* **EXERCISE DIRECTIONS**: Each record below must be written out exactly as given.

-=-=-=-=-

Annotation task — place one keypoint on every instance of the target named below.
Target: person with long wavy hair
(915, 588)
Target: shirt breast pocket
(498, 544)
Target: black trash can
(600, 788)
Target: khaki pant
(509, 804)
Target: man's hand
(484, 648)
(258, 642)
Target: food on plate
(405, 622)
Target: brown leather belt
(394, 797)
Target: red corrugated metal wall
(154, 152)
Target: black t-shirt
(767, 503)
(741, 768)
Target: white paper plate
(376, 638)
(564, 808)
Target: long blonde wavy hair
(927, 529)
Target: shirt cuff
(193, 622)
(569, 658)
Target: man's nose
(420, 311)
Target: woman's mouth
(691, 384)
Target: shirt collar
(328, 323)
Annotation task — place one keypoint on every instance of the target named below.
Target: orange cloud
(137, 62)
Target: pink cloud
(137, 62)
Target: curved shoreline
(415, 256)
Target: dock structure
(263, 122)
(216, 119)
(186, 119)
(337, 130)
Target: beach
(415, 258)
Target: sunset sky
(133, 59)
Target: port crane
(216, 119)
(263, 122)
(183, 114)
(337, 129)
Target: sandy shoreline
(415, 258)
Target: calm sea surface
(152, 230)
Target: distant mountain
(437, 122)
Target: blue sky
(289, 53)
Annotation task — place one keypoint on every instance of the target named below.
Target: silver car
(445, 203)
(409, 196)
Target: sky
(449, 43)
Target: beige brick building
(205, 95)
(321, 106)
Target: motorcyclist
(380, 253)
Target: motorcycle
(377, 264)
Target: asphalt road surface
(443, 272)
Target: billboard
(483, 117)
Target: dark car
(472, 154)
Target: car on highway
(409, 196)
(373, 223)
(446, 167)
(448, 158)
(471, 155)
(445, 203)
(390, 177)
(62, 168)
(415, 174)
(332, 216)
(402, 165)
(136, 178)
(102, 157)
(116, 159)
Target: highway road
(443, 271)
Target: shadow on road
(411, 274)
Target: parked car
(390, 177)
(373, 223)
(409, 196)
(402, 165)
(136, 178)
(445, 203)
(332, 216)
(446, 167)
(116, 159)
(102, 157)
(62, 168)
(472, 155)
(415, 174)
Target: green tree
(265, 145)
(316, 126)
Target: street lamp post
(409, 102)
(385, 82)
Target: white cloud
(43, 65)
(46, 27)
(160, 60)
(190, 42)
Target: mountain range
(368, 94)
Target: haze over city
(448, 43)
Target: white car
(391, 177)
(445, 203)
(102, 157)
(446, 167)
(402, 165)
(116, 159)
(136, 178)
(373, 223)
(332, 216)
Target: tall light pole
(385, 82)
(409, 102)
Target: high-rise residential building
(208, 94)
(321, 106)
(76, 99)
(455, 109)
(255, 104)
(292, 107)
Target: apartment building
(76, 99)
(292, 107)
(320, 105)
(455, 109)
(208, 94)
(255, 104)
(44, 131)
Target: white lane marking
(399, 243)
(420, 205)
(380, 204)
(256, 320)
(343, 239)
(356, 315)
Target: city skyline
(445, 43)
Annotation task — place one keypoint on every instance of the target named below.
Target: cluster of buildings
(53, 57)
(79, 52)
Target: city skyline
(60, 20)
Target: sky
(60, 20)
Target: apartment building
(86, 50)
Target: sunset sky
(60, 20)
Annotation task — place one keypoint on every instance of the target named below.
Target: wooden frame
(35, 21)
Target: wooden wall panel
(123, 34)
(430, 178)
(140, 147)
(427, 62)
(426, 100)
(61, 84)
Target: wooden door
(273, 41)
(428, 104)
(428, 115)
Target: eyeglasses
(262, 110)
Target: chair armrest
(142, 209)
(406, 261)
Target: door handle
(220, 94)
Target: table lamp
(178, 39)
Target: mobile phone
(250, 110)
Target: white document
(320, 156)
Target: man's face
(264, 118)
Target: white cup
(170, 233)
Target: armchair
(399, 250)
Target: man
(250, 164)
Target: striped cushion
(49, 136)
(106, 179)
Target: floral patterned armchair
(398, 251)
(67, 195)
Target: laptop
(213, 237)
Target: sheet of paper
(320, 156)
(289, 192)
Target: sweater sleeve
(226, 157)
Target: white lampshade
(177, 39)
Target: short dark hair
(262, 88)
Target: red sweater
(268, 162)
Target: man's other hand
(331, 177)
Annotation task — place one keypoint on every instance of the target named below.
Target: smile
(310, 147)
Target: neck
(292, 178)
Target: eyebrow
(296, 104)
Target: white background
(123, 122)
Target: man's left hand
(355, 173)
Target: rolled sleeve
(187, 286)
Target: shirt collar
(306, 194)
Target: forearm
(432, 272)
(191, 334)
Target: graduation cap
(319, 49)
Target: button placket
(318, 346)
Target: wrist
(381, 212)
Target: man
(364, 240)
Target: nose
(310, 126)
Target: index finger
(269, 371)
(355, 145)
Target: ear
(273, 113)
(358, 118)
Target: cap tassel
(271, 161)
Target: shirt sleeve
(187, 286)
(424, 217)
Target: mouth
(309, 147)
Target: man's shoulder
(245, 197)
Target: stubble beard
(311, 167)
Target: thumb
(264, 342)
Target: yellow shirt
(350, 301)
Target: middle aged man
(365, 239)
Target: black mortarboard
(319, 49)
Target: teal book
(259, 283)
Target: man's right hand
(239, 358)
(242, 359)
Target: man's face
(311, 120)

-=-=-=-=-

* **OUTPUT OF THE TASK**:
Annotation task — place one keypoint on every instance of the target named below.
Target: person with long wavy hair
(915, 588)
Target: shirt breast pocket
(498, 544)
Target: black trash can
(600, 788)
Target: khaki pant
(509, 804)
Target: man's hand
(484, 648)
(258, 642)
Target: food on plate
(405, 622)
Target: brown leather belt
(394, 797)
Target: red corrugated metal wall
(154, 152)
Target: black t-shirt
(767, 503)
(741, 768)
Target: white paper plate
(376, 638)
(564, 808)
Target: long blonde wavy hair
(927, 529)
Target: shirt cuff
(193, 622)
(569, 658)
Target: man's nose
(420, 311)
Target: woman's mouth
(691, 384)
Target: shirt collar
(328, 323)
Annotation task — place one keypoint on every instance of the target named below.
Target: orange cloud
(137, 62)
Target: pink cloud
(137, 62)
Target: curved shoreline
(415, 256)
Target: dock structure
(263, 122)
(216, 119)
(186, 119)
(337, 130)
Target: beach
(415, 258)
Target: sunset sky
(133, 59)
Target: port crane
(216, 119)
(263, 122)
(183, 114)
(337, 129)
Target: sandy shoreline
(415, 258)
Target: calm sea surface
(152, 230)
Target: distant mountain
(437, 122)
Target: blue sky
(289, 53)
Annotation task — place one keypoint on every instance of the target named below.
Target: silver car
(445, 203)
(409, 196)
Target: sky
(449, 43)
Target: beige brick building
(205, 95)
(321, 106)
Target: motorcyclist
(380, 253)
Target: motorcycle
(377, 264)
Target: asphalt road surface
(443, 272)
Target: billboard
(483, 117)
Target: dark car
(472, 154)
Target: car on highway
(409, 196)
(373, 223)
(446, 167)
(448, 158)
(471, 155)
(445, 203)
(390, 177)
(62, 168)
(415, 174)
(332, 216)
(402, 165)
(136, 178)
(102, 157)
(116, 159)
Target: highway road
(443, 271)
Target: shadow on road
(411, 274)
Target: parked car
(390, 177)
(373, 223)
(409, 196)
(402, 165)
(136, 178)
(445, 203)
(332, 216)
(446, 167)
(116, 159)
(102, 157)
(62, 168)
(472, 155)
(415, 174)
Target: green tree
(265, 145)
(316, 126)
Target: street lamp post
(409, 102)
(385, 82)
Target: white cloud
(43, 65)
(46, 27)
(160, 60)
(190, 42)
Target: mountain range
(368, 94)
Target: haze over city
(448, 43)
Target: white car
(391, 177)
(445, 203)
(102, 157)
(446, 167)
(402, 165)
(116, 159)
(136, 178)
(373, 223)
(332, 216)
Target: tall light pole
(385, 82)
(409, 102)
Target: high-rise residential building
(208, 94)
(321, 106)
(76, 99)
(455, 109)
(255, 104)
(292, 107)
Target: apartment building
(76, 99)
(292, 107)
(320, 105)
(455, 109)
(208, 94)
(255, 104)
(44, 131)
Target: white lane marking
(399, 243)
(420, 205)
(380, 204)
(256, 320)
(343, 239)
(356, 315)
Target: city skyline
(445, 43)
Annotation task — place one keypoint on every instance of the target named below.
Target: cluster of buildings
(53, 57)
(79, 52)
Target: city skyline
(60, 20)
Target: sky
(60, 20)
Target: apartment building
(86, 50)
Target: sunset sky
(60, 20)
Annotation task — place one keypoint on every instance of the target named below.
Target: wooden frame
(35, 21)
Target: wooden wall panel
(123, 34)
(430, 178)
(140, 147)
(427, 62)
(426, 100)
(61, 84)
Target: wooden door
(273, 41)
(428, 104)
(428, 115)
Target: eyeglasses
(262, 110)
Target: chair armrest
(142, 209)
(406, 261)
Target: door handle
(220, 94)
Target: table lamp
(178, 39)
Target: mobile phone
(250, 110)
Target: white document
(320, 156)
Target: man's face
(264, 118)
Target: white cup
(170, 233)
Target: armchair
(399, 250)
Target: man
(250, 164)
Target: striped cushion
(49, 136)
(106, 179)
Target: floral patterned armchair
(398, 251)
(67, 195)
Target: laptop
(213, 237)
Target: sheet of paper
(320, 156)
(289, 192)
Target: sweater sleeve
(226, 157)
Target: white lampshade
(177, 39)
Target: short dark hair
(262, 88)
Target: red sweater
(268, 162)
Target: man's other hand
(331, 177)
Annotation task — place one keypoint on every instance of the target named below.
Target: smile
(310, 147)
Target: neck
(292, 178)
Target: eyebrow
(296, 104)
Target: white background
(123, 122)
Target: man's left hand
(355, 173)
Target: rolled sleeve
(187, 286)
Target: shirt collar
(306, 194)
Target: forearm
(432, 272)
(191, 334)
Target: graduation cap
(319, 49)
Target: button placket
(318, 346)
Target: wrist
(381, 212)
Target: man
(364, 240)
Target: nose
(310, 126)
Target: index finger
(269, 371)
(355, 145)
Target: ear
(273, 113)
(358, 118)
Target: cap tassel
(271, 161)
Target: shirt sleeve
(187, 286)
(424, 217)
Target: mouth
(309, 147)
Target: man's shoulder
(245, 197)
Target: stubble beard
(311, 167)
Target: thumb
(264, 342)
Target: yellow shirt
(350, 301)
Target: middle aged man
(365, 239)
Target: black mortarboard
(319, 49)
Target: teal book
(259, 283)
Target: man's right hand
(239, 358)
(242, 359)
Target: man's face
(311, 120)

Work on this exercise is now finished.